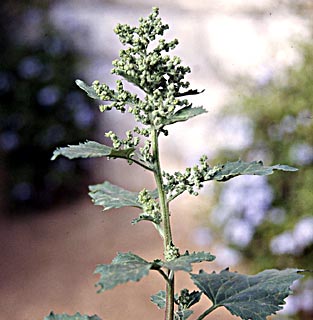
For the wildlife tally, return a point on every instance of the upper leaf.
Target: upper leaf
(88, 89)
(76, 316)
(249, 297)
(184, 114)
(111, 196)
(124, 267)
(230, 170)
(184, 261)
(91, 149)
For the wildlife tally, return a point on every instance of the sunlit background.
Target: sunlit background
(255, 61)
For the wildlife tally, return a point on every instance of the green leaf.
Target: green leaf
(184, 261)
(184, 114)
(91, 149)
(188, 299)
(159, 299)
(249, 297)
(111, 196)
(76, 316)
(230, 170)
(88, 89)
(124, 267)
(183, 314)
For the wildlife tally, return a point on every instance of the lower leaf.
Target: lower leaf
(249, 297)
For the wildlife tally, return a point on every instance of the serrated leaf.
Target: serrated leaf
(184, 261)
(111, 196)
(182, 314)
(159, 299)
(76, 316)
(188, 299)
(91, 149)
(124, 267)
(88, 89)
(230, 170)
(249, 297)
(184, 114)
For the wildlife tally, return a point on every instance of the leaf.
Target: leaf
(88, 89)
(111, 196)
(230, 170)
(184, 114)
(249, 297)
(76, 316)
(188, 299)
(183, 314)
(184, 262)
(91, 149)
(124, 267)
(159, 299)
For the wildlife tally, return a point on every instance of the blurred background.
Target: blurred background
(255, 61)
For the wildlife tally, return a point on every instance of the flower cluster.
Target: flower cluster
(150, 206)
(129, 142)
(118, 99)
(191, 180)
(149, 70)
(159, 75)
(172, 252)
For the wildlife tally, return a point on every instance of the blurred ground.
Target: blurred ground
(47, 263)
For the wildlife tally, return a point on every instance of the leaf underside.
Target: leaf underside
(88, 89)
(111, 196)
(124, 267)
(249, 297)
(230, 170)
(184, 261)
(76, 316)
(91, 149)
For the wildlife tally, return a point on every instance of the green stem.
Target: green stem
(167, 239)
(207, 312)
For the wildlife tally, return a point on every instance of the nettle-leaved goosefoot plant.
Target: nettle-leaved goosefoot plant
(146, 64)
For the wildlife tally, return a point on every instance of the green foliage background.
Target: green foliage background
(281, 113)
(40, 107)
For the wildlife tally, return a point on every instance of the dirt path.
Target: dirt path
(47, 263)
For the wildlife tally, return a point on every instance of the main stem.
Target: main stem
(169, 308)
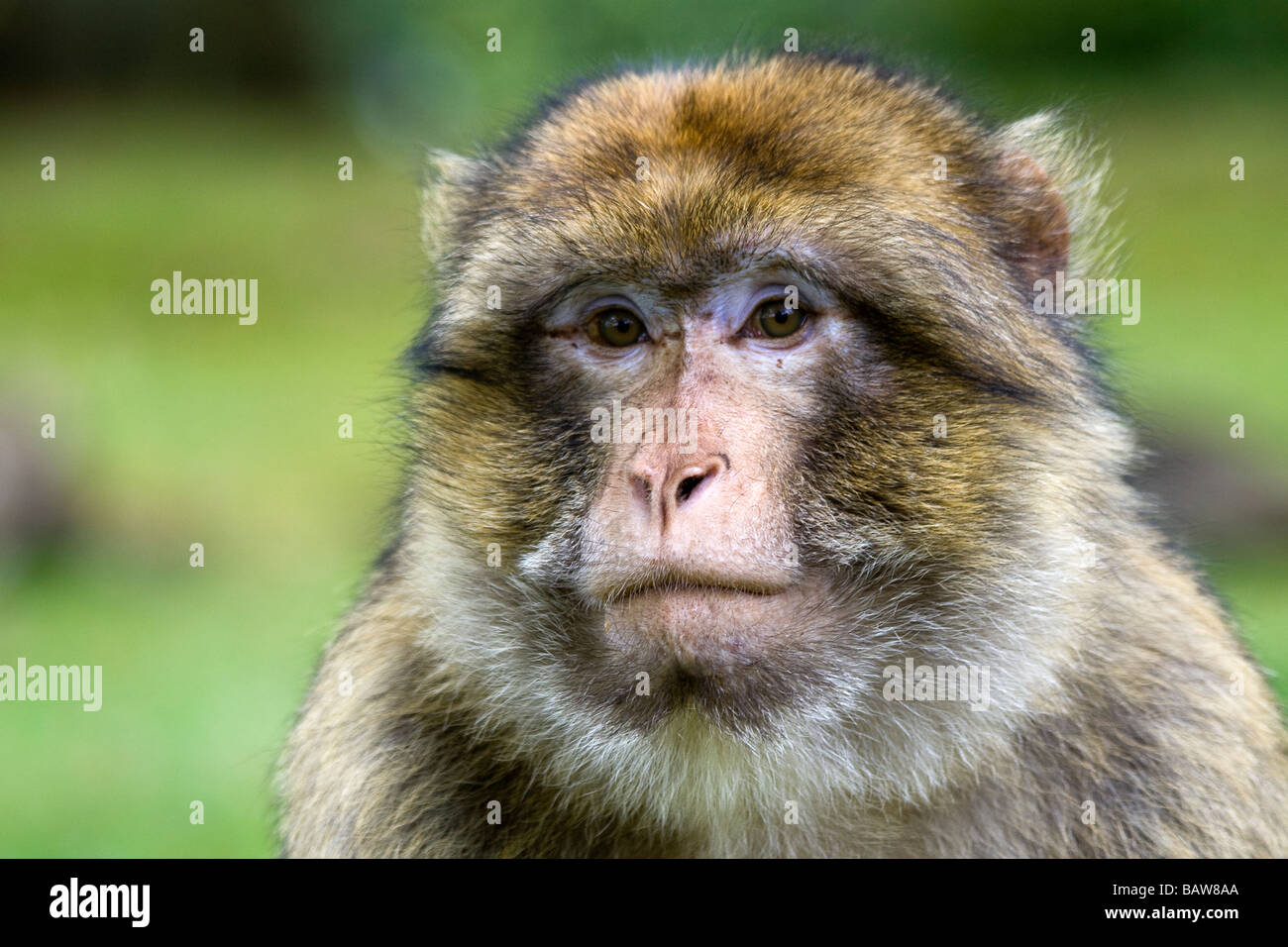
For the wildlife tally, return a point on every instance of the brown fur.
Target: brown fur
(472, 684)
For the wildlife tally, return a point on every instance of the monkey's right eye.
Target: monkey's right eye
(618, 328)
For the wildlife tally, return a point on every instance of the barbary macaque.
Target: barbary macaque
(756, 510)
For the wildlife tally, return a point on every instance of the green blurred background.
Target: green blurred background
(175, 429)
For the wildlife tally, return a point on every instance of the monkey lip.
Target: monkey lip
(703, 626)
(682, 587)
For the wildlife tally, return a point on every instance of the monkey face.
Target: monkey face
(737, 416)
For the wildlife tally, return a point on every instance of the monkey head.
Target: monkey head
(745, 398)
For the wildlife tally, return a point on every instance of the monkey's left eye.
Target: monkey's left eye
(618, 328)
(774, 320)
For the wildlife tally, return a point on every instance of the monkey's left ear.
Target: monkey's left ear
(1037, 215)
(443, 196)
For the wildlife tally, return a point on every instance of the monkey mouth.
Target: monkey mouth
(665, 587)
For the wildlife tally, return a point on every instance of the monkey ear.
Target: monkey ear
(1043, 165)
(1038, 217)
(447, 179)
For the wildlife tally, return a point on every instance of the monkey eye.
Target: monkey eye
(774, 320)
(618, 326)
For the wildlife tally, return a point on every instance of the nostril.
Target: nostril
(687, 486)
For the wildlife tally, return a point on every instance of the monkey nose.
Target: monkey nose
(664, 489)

⁂

:: Work to complete ::
Write out every row above again, substituting "nature survey" for each "wildlife tally" and keeping everything else the same. Leave the pictures out.

:: Exercise solution ::
For the nature survey, return a point on every instance of the upper leaf.
Target: upper leaf
(88, 89)
(76, 316)
(249, 297)
(184, 114)
(111, 196)
(124, 267)
(230, 170)
(184, 261)
(91, 149)
For the nature survey, return a point on every instance of the sunlit background.
Target: sunlit background
(255, 61)
For the nature survey, return a point on every instance of the green leaf.
Target: green leaf
(184, 261)
(184, 114)
(91, 149)
(188, 299)
(159, 299)
(249, 297)
(111, 196)
(76, 316)
(230, 170)
(88, 89)
(124, 267)
(183, 314)
For the nature survey, return a point on every instance of the lower leaf.
Target: lower leaf
(249, 297)
For the nature survey, return a point on every instance of the serrated leaf.
Target: serrated leaf
(184, 261)
(111, 196)
(182, 314)
(159, 299)
(76, 316)
(188, 299)
(91, 149)
(124, 267)
(88, 89)
(230, 170)
(249, 297)
(184, 114)
For the nature survey, return a point on every instance of the leaf.
Target: leaf
(88, 89)
(111, 196)
(230, 170)
(184, 114)
(249, 297)
(76, 316)
(188, 299)
(183, 314)
(184, 262)
(91, 149)
(124, 267)
(159, 299)
For the nature survey, return a point on every instance of the blurred background.
Target: blurred background
(255, 61)
For the nature survey, return a point on every instance of the flower cluster.
Target: flower cluster
(150, 206)
(129, 142)
(118, 99)
(191, 180)
(149, 70)
(159, 75)
(172, 252)
For the nature survey, return a point on every instance of the blurred ground.
Target: blurred ground
(47, 263)
For the nature survey, return a point on every instance of the leaf underside.
Target: leaf underside
(88, 89)
(111, 196)
(124, 267)
(249, 297)
(230, 170)
(184, 261)
(76, 316)
(91, 149)
For the nature survey, return a point on every instance of the green stem.
Target: green stem
(167, 239)
(207, 312)
For the nature survey, return a point on every instance of the nettle-leaved goosefoot plant.
Target: nettle-leaved goosefoot plant
(146, 64)
For the nature survey, return a point on every instance of the green foliage background.
Target: green foliage background
(281, 113)
(40, 107)
For the nature survey, return a point on every instance of the dirt path.
Target: dirt path
(47, 263)
For the nature survey, return a point on every instance of the main stem.
Target: main stem
(169, 308)
For the nature survey, return a point on every instance of the brown fur.
Target: brown fur
(472, 684)
For the nature survey, return a point on every instance of the monkey's right eye.
Target: monkey's right eye
(618, 328)
For the nature survey, return a point on every instance of the barbary macaque.
Target: barbary macaque
(756, 510)
For the nature survey, return a point on every instance of the green blurred background.
Target: green blurred background
(175, 429)
For the nature survey, return a point on every instance of the monkey lip.
Target: monkey lip
(703, 626)
(682, 587)
For the nature survey, return a point on every instance of the monkey face.
Target: monkey face
(737, 416)
For the nature survey, return a point on every instance of the monkey head.
Target: monkey head
(745, 398)
For the nature survey, return a point on every instance of the monkey's left eye.
Target: monkey's left eye
(618, 328)
(774, 320)
For the nature survey, return a point on every instance of the monkey's left ear.
Target: monkey's left ear
(1037, 215)
(443, 196)
For the nature survey, return a point on every instance of the monkey mouth.
Target: monkey mouth
(665, 587)
For the nature survey, return a point on every instance of the monkey ear.
Target: monkey ear
(1043, 165)
(1038, 217)
(447, 179)
For the nature survey, return a point on every instance of the monkey eye.
Target: monkey eye
(774, 320)
(618, 326)
For the nature survey, return a point on every instance of the nostril.
Target: nostril
(687, 486)
For the nature survey, return a point on every instance of the monkey nose.
Target: monkey nose
(664, 489)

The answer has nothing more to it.